Python API¶
The core Python API provides Spark session management and DataFrame conversions between Spark, Ray, and Pandas.
Session Management¶
init_spark()¶
Initialize a Spark-on-Ray cluster and return an active SparkSession.
import drls
spark = drls.init_spark(
app_name="my-app",
num_executors=2,
executor_cores=1,
executor_memory="1G",
)
Parameters:
| Parameter | Type | Default | Description |
|---|---|---|---|
app_name |
str |
— | Spark application name |
num_executors |
int |
— | Number of Spark executors (Ray actors) |
executor_cores |
int |
— | CPU cores per executor |
executor_memory |
str \| int |
— | Memory per executor (e.g., "500M", "2G") |
enable_hive |
bool |
False |
Enable Hive support |
fault_tolerant_mode |
bool |
True |
Enable fault-tolerant executor restart |
placement_group_strategy |
str \| None |
None |
Ray placement group strategy |
placement_group |
PlacementGroup \| None |
None |
Existing placement group |
placement_group_bundle_indexes |
list[int] \| None |
None |
Bundle indexes for placement |
iceberg_catalog |
str \| None |
None |
Iceberg catalog type (hadoop, hive, rest, polaris, glue, nessie) |
iceberg_warehouse |
str \| None |
None |
Warehouse path (e.g., s3://..., /path/...) |
iceberg_catalog_name |
str |
"drls" |
Catalog name |
iceberg_catalog_uri |
str \| None |
None |
Catalog URI (required for hive/rest/polaris/nessie) |
iceberg_catalog_props |
dict[str, str] \| None |
None |
Additional catalog properties |
configs |
dict[str, str] \| None |
None |
Additional Spark configuration key-value pairs |
Returns: SparkSession
stop_spark()¶
Stop the Spark cluster and clean up Ray resources.

**WRITTEN TASK 1:** In the Python API documentation, what is the default value of the fault_tolerant_mode parameter of init_spark()?
**WRITTEN TASK 2:** Carry on the Python API documentation from its final line, keeping its style and format.

**GIVEN RECORDS:**
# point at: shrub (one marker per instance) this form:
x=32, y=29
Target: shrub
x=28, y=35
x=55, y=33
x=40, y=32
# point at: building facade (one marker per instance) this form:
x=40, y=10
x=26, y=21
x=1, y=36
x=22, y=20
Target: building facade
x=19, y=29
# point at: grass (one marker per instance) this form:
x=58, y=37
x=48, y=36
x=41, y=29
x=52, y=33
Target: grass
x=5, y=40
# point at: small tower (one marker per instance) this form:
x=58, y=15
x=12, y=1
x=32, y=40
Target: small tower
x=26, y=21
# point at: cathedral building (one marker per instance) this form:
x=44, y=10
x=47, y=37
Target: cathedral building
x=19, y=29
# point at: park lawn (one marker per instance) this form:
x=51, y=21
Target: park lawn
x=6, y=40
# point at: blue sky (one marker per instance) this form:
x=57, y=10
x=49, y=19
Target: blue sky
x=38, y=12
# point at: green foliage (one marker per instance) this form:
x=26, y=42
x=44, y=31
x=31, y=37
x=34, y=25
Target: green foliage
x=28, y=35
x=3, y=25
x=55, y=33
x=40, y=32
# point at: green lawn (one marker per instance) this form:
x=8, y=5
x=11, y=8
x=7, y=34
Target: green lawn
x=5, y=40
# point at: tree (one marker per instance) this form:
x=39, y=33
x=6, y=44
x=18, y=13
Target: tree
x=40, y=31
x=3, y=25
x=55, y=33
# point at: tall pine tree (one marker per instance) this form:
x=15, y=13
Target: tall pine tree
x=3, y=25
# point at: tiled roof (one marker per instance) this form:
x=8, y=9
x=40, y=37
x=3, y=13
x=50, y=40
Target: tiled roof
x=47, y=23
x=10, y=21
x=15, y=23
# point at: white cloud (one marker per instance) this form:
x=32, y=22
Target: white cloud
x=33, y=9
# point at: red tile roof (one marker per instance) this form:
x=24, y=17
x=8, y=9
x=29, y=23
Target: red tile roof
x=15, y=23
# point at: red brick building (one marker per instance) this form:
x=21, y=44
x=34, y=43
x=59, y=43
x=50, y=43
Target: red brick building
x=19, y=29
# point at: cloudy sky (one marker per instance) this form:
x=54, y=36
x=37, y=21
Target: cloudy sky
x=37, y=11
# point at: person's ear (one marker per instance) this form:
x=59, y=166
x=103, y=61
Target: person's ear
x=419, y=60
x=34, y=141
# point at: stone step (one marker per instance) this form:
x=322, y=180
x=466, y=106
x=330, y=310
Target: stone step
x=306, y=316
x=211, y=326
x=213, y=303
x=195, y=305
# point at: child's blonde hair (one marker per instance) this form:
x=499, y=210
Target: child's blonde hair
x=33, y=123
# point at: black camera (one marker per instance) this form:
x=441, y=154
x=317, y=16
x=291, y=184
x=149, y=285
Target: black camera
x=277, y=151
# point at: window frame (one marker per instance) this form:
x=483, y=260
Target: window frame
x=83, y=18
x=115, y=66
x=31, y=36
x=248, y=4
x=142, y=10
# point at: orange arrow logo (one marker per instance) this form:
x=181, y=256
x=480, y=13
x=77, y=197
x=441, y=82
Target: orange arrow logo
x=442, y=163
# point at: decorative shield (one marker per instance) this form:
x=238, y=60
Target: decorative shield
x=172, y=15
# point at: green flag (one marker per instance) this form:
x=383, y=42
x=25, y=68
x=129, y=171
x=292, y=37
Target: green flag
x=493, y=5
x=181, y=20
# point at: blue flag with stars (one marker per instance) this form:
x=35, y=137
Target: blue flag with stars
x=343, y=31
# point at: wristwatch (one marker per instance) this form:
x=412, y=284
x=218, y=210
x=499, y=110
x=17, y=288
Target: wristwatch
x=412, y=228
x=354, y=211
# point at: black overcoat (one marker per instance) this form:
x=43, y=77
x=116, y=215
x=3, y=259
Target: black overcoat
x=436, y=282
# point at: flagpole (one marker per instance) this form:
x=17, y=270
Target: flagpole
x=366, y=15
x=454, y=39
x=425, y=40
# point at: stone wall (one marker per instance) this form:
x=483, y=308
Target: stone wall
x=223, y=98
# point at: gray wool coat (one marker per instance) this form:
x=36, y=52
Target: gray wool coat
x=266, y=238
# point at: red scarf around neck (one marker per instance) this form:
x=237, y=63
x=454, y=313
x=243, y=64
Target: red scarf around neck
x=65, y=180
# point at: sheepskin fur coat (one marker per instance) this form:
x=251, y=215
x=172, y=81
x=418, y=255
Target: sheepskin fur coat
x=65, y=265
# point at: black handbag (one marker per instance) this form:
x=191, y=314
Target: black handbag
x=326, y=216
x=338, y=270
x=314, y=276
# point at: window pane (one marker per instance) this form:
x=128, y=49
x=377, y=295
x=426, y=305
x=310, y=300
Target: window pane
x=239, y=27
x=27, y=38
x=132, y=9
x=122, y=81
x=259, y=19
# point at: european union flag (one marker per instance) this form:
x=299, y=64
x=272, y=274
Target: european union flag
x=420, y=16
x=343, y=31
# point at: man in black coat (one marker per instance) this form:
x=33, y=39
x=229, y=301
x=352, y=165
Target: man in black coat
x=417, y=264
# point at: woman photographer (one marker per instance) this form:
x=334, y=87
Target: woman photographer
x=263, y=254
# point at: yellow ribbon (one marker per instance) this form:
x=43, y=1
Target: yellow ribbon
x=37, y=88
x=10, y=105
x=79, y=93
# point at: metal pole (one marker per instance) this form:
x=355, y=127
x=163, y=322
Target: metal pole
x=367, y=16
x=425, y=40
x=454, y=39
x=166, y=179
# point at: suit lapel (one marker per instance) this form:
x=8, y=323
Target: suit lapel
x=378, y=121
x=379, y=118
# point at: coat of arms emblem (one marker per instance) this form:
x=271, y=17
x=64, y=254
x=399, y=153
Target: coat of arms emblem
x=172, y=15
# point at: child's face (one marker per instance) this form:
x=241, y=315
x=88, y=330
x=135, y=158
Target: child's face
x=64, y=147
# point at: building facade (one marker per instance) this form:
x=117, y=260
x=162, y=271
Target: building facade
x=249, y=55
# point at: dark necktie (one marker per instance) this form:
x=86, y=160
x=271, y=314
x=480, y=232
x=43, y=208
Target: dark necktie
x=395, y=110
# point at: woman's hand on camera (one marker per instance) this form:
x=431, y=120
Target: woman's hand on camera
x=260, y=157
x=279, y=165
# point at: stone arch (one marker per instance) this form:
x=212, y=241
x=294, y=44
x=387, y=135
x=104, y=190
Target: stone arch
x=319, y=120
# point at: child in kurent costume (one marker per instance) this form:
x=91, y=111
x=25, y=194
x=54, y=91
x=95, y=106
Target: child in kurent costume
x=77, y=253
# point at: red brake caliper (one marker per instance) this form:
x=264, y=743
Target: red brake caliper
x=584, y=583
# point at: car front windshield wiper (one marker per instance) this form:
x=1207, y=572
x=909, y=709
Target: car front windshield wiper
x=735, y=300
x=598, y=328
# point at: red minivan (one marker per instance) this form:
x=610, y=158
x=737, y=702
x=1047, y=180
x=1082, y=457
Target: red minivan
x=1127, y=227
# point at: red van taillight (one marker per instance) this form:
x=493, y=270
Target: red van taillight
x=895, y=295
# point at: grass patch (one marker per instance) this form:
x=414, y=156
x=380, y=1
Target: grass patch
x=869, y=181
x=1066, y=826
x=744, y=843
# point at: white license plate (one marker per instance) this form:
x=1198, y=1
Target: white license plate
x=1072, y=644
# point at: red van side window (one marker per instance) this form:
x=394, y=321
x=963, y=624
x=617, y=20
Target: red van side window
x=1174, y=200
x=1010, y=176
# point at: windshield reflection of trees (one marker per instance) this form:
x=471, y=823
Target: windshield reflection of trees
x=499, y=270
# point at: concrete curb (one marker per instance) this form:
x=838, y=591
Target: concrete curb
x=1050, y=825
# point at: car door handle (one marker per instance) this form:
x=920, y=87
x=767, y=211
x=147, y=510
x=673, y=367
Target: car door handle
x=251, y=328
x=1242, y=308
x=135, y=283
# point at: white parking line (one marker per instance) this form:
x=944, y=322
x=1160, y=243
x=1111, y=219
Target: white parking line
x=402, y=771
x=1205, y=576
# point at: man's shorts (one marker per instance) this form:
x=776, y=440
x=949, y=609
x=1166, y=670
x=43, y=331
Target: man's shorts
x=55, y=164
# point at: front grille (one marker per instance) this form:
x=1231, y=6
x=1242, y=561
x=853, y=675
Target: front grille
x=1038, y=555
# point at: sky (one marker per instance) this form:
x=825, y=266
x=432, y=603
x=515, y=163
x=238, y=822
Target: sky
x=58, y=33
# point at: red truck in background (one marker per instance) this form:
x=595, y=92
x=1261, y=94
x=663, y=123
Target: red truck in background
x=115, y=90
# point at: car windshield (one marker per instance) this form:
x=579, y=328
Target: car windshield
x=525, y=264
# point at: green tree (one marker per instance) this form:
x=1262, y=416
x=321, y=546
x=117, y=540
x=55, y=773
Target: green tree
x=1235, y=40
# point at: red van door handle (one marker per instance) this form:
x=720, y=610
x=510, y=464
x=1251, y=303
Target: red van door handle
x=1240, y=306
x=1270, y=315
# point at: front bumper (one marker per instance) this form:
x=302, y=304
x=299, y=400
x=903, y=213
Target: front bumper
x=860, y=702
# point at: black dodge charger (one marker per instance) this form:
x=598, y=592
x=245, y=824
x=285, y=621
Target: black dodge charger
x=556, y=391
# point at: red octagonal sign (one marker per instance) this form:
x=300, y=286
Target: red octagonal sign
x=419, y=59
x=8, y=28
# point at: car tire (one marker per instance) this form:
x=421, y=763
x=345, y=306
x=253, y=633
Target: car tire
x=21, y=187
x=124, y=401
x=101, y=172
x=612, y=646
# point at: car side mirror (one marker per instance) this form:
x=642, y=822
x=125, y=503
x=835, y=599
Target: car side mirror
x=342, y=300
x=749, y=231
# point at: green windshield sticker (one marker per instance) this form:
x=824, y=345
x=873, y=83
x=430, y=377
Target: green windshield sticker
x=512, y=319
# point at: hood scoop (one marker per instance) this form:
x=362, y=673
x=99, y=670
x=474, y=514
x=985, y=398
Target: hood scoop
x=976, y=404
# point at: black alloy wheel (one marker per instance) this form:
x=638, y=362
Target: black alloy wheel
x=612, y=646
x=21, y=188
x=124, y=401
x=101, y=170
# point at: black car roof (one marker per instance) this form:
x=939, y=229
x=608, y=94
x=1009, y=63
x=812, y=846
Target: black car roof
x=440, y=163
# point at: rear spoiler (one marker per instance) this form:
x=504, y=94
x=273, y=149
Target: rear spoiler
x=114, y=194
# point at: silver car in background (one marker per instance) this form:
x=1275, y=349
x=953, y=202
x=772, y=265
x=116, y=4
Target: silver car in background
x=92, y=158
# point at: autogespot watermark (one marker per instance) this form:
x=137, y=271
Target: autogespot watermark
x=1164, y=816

**FINAL RESULT 1:** True

**FINAL RESULT 2:**
| Parameter | Type | Default | Description |
|---|---|---|---|
cleanup_data |
bool |
True |
Clean up Ray object store data |
DataFrame Conversions¶
Spark to Ray¶
| Parameter | Type | Default | Description |
|---|---|---|---|
df |
pyspark.sql.DataFrame |
— | Source Spark DataFrame |
parallelism |
int \| None |
None |
Target parallelism (defaults to Spark partitions) |
Returns: ray.data.Dataset
Ray to Spark¶
| Parameter | Type | Description |
|---|---|---|
spark |
SparkSession |
Active Spark session |
ray_ds |
ray.data.Dataset |
Source Ray Dataset |
Returns: pyspark.sql.DataFrame
Example¶
import ray
import drls
ray.init()
# Initialize with Iceberg
spark = drls.init_spark(
"demo", 2, 1, "1G",
iceberg_catalog="hadoop",
iceberg_warehouse="/tmp/warehouse",
)
# Use standard PySpark
df = spark.range(1000).toDF("id")
df = df.withColumn("squared", df["id"] ** 2)
# Convert to Ray Dataset for ML
ray_ds = drls.spark_dataframe_to_ray_dataset(df)
print(ray_ds.count()) # 1000
# Convert back to Spark
df2 = drls.ray_dataset_to_spark_dataframe(spark, ray_ds)
df2.show(5)
# Clean up
drls.stop_spark()
ray.shutdown()